- Pointing and labeling entries
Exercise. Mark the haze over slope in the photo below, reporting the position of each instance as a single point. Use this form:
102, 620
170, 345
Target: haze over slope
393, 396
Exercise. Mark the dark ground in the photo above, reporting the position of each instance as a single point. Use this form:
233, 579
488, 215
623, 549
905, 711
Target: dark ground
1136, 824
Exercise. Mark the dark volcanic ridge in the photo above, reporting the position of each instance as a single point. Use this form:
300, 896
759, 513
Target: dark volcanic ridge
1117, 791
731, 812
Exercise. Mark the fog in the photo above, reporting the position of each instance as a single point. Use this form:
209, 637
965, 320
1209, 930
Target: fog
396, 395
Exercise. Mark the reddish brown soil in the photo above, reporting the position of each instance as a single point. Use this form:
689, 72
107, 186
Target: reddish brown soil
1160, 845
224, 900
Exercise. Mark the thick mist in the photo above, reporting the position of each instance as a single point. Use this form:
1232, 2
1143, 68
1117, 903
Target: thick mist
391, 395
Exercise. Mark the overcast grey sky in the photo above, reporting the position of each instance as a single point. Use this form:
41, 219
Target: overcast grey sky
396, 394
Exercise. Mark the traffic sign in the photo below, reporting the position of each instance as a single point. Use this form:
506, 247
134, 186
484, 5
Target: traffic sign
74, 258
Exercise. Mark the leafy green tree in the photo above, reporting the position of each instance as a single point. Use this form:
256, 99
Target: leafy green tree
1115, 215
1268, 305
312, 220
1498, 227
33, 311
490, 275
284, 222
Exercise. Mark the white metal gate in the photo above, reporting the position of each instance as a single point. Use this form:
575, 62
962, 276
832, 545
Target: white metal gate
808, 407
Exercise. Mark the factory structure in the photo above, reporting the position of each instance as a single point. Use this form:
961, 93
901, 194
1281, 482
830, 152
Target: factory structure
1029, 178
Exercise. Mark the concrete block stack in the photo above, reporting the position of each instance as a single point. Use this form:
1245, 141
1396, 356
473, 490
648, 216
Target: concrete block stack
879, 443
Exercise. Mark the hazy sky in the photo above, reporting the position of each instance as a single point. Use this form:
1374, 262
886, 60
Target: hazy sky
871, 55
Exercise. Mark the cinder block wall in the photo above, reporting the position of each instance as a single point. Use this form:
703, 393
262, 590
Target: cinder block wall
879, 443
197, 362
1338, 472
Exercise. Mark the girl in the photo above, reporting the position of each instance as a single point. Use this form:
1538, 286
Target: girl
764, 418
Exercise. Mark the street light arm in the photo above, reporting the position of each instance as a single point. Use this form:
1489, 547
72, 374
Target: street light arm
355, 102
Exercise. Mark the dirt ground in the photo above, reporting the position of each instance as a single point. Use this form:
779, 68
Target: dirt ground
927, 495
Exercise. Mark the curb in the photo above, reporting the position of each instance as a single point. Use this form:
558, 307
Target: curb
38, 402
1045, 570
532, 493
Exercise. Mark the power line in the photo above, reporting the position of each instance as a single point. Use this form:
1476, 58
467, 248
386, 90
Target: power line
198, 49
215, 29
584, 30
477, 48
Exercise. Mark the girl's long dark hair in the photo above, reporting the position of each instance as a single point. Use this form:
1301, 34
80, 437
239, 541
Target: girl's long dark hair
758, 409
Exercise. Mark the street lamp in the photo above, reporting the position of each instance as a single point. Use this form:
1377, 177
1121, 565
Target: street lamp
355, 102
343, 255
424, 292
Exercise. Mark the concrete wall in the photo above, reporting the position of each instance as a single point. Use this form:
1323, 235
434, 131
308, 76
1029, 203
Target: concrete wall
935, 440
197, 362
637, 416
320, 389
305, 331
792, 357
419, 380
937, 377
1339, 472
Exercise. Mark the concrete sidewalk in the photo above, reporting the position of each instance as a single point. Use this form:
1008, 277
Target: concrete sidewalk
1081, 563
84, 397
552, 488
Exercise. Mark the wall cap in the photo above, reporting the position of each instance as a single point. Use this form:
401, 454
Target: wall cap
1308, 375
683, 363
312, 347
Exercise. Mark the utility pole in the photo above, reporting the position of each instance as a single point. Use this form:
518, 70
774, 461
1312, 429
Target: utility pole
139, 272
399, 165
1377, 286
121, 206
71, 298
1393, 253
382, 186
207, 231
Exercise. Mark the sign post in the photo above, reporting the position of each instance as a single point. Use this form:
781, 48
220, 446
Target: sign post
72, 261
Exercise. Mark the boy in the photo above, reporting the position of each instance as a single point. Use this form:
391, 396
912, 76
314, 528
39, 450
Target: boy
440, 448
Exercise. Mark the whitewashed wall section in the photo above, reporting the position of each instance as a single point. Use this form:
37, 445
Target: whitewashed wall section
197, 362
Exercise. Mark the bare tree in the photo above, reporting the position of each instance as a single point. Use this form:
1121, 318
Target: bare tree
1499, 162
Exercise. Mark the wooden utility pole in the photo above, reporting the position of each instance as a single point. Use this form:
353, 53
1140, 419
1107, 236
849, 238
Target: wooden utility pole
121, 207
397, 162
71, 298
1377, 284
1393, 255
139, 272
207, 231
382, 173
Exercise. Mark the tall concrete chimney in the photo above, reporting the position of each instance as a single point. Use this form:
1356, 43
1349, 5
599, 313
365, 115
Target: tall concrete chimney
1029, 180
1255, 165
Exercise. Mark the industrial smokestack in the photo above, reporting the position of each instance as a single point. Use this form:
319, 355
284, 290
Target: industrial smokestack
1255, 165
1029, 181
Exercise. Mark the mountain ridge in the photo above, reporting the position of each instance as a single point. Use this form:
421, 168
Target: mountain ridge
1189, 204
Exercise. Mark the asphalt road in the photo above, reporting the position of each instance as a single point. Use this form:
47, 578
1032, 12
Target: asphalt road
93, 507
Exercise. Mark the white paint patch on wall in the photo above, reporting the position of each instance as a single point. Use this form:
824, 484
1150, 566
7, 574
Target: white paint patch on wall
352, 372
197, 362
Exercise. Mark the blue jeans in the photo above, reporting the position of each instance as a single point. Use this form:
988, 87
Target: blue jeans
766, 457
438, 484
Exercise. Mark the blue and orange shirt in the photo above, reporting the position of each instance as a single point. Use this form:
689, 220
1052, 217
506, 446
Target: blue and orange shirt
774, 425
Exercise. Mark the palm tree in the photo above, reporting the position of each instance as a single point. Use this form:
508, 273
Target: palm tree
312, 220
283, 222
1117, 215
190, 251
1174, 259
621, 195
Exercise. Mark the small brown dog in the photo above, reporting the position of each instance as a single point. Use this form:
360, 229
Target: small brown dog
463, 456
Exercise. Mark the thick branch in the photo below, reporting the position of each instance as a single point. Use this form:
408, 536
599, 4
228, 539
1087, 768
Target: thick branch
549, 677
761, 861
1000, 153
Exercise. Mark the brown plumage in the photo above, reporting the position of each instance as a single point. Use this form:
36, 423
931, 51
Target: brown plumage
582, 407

- What you are asked to do
Reproduce the data, keeping every line exactly the same.

- Worked answer
Exercise. Mark the haze over slope in the photo below, reporting the position of each instance as a single point. Use this form:
102, 620
170, 345
Target: haze over slope
393, 396
Exercise. Mark the dark ground in the photo above, reporting the position of each instance as a single point. Use this form:
233, 579
488, 215
623, 549
905, 711
Target: dark ground
1136, 824
Exercise. Mark the dark volcanic ridge in the photo above, reporting the position of each instance as a single point. Use this form:
300, 896
759, 513
Target: dark volcanic ridge
1117, 791
731, 812
Exercise. Mark the fog in the photo above, reporting the position of each instance as a single point. Use this form:
209, 637
965, 320
1209, 930
Target: fog
396, 395
Exercise. Mark the reddish brown soil in the photo above, reporting the position of each instance as a single point. Use this form:
689, 72
107, 186
Target: reddish brown soil
1160, 845
224, 900
Exercise. Mark the thick mist in the photo above, reporting the position of each instance as a single point. Use this form:
1232, 2
1143, 68
1117, 903
Target: thick mist
391, 395
Exercise. Mark the overcast grey sky in the photo above, reporting the position of each instance as a single point. Use this form:
41, 219
Target: overcast grey sky
396, 394
Exercise. Mark the traffic sign in the photo below, reporting the position of each instance as a single point. Use this form:
506, 247
134, 186
484, 5
Target: traffic sign
74, 258
Exercise. Mark the leafy green tree in the photo above, reporting the position of each instance as a single point. Use this form:
256, 99
Target: leafy green tree
1115, 215
1268, 305
312, 220
1498, 227
33, 311
490, 275
284, 222
Exercise. Mark the white metal gate in the photo above, reporting the position of each instance as a single point. Use this form:
575, 62
962, 276
832, 545
Target: white metal gate
808, 407
Exercise. Mark the factory structure in the photo above, reporting the position of each instance as a single point. Use this form:
961, 93
901, 194
1281, 482
830, 152
Target: factory structure
1029, 178
Exercise. Mark the concrete block stack in the photo above, reporting the position of each instance as a single point. Use this form:
1245, 141
1396, 356
473, 490
648, 216
Target: concrete block stack
879, 443
Exercise. Mark the hazy sky in the photo above, reporting the position of each instance as a single point. Use this form:
1374, 262
886, 60
Target: hazy sky
871, 55
Exercise. Mark the cinder block wall in the photo above, reporting the position of each instance as a single point. Use this form:
703, 393
262, 590
Target: cinder block wall
879, 443
197, 362
1338, 472
Exercise. Mark the girl in the photo above, reporting the position of each instance as a single point. Use this form:
1538, 286
Target: girl
764, 418
Exercise. Mark the street light arm in the photo above, reporting the position of each instance as a single point. Use this form:
1489, 547
72, 374
Target: street light arm
355, 102
Exercise. Mark the dirt ground in the photo above, reporting the position of each instance as a single point. Use this form:
779, 68
Target: dirt ground
927, 495
Exercise. Mark the curb in the photo above, reporting the position of each instance as a single point. Use this form:
558, 307
Target: curb
38, 402
1045, 570
532, 493
Exercise. Mark the power line in the photo above, reporting the position of each instance as a single point. Use this form:
1476, 58
467, 248
386, 90
Target: power line
198, 49
215, 29
584, 30
477, 48
Exercise. Mark the girl's long dark hair in the photo above, reporting the position of each instance as a single point. Use this form:
1301, 34
80, 437
239, 541
Target: girl's long dark hair
758, 409
Exercise. Mark the street lamp in the photo above, reporting the position of each instance as a single point. Use this form:
1377, 177
1121, 565
Target: street lamp
355, 102
343, 255
424, 292
Exercise. Mark the concrete wall in the photo above, reporting the position of each instance as a single point. Use this form:
1323, 235
434, 131
308, 76
1029, 203
Target: concrete wall
935, 440
197, 362
637, 416
320, 389
305, 331
792, 357
419, 380
937, 377
1339, 472
Exercise. Mark the concrete sidewalk in the photo above, reporting the position of each instance as a single point. Use this form:
1008, 277
Target: concrete sidewalk
1081, 563
84, 397
552, 488
Exercise. Mark the wall cap in the photo above, reporting the position of each instance as a single point. Use this form:
401, 454
Target: wall cap
1308, 375
683, 363
312, 347
Exercise. Mark the utility pole in the photo above, reporting the position of each instance as a single point. Use this form:
518, 70
774, 461
1312, 429
Target: utility pole
139, 272
399, 165
1377, 286
121, 206
71, 298
1393, 253
382, 186
207, 231
Exercise. Mark the sign post in the photo above, reporting the position of each instance as a single point. Use this form:
781, 48
220, 446
Target: sign post
72, 261
Exercise. Mark the boy in the photo above, reporting the position of each instance as a single point. Use this form:
391, 396
912, 76
314, 528
39, 450
Target: boy
440, 448
Exercise. Mark the whitewashed wall section in the photo above, reporting the position of each instance as a single point. Use this form:
37, 445
Target: whitewashed wall section
197, 362
Exercise. Mark the bare tree in the photo above, reporting the position of each instance as a single point. Use this form:
1121, 318
Target: bare tree
1499, 162
Exercise. Mark the wooden utility pole in the photo above, reporting the position of each instance as a single point. Use this form:
353, 53
1140, 419
1107, 236
849, 238
Target: wooden utility pole
121, 207
397, 162
71, 298
1377, 284
1393, 255
139, 272
207, 231
382, 173
Exercise. Mark the tall concrete chimney in the photo above, reporting the position of each instance as a single point. Use this form:
1356, 43
1349, 5
599, 313
365, 115
Target: tall concrete chimney
1029, 180
1255, 165
Exercise. Mark the industrial smokestack in the photo above, reporting the position of each instance as a single point. Use this form:
319, 355
284, 290
Target: industrial smokestack
1255, 165
1029, 181
Exercise. Mark the mountain ridge in the photo above, reporting the position of each instance as a single point. Use this form:
421, 168
Target: mountain ridge
1189, 204
Exercise. Mark the asphalt road in the photo above, reporting the position of each instance as a single point. Use this form:
47, 578
1032, 12
Target: asphalt road
93, 507
Exercise. Mark the white paint patch on wall in the photo above, reporting the position of each instance as a single point. Use this form:
824, 484
1150, 566
7, 574
Target: white paint patch on wall
352, 372
197, 362
Exercise. Mark the blue jeans in the photo above, reporting the position of each instance as a single point. Use this form:
988, 87
Target: blue jeans
766, 457
438, 484
Exercise. Mark the blue and orange shirt in the photo above, reporting the position of each instance as a single point. Use this form:
689, 220
1052, 217
506, 446
Target: blue and orange shirt
774, 425
Exercise. Mark the palm tree in the photo above, reporting the position of each instance as a single point. Use this form:
508, 273
Target: palm tree
312, 220
283, 222
1117, 215
190, 251
1174, 259
621, 195
Exercise. Mark the small brown dog in the photo above, reporting the position of each instance as a single point. Use this form:
360, 229
Target: small brown dog
463, 456
Exercise. Mark the thick branch in the photo below, reporting the position of each instance as a single point. Use this form:
408, 536
599, 4
228, 539
1087, 768
Target: thick branch
549, 677
761, 861
1000, 153
Exercise. Mark the brown plumage in the photo above, reporting the position of each instance as a single point. Use this form:
36, 423
931, 51
Target: brown plumage
582, 407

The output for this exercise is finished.